• STATED PROBLEM 1
In the Fedora mailing-list message below, why does Hans de Goede say he sees no use in continuing the discussion? Answer in one to three sentences.

─── EXTRACT TO READ ───

Review queue/FESCo after the merge

Hans de Goede j.w.r.degoede at hhs.nl
Wed Nov 14 21:59:02 UTC 2007


Jesse Keating wrote:
> On Wed, 14 Nov 2007 21:16:36 +0100
> Hans de Goede <j.w.r.degoede at hhs.nl> wrote:
> 
>> Look at it this way, Fedora is all about Freedom, but since the
>> merger the Freedom for contributers (esp. packagers) has been greatly
>> reduced. Take the new release engineering proposals for example, I
>> have some ideas about this, but the entire release engineering crowd
>> had already precooked there ideas and unanimously disagreed with
>> mine, or atleast that is how I perceived this.
>>
>> Most typically of all this I guess is this alinea: This will probably
>> be my last mail in this thread, as I see no use in continuing this
>> dicussion, why? Because I no longer believe that discussions like
>> this will cause any changes.
> 
> Wow, I am somewhat blindsided by this.
> 
> I created the proposal after talking to some people and posted it out
> on the net for review, long before even the rel-eng group voted on it.

─── SUPPLIED RECORDS ───

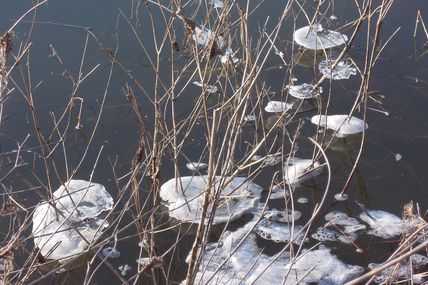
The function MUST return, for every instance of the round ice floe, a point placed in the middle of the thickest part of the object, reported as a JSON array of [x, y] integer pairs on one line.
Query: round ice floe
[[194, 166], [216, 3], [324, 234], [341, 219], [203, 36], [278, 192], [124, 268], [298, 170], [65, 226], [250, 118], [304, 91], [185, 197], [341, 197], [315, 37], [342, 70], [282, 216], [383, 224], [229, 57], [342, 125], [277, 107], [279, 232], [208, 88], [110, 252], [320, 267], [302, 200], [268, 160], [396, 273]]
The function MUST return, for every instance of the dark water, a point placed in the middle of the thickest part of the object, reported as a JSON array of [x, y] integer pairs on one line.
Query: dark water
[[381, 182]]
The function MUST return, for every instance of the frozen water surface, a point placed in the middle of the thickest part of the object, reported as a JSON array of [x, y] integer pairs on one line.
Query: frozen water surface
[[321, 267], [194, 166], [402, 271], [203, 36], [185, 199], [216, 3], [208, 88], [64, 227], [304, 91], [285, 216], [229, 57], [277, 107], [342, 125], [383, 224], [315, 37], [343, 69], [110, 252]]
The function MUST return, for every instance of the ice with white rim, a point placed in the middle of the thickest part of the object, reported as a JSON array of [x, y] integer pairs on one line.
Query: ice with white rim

───

• STATED PROBLEM 2
Swap "thickest" for "widest" in the rows above, from the start of the rows through the line holding "Query: round ice floe", inclusive, and leave everything else as it is. Return only those lines, without the pictures.

• TASK RESULT 1
He sees no use in continuing because he no longer believes that discussions like this one will cause any changes. He says this is why the mail will probably be his last in the thread.

• TASK RESULT 2
The function MUST return, for every instance of the round ice floe, a point placed in the middle of the widest part of the object, reported as a JSON array of [x, y] integer pairs on one line.
Query: round ice floe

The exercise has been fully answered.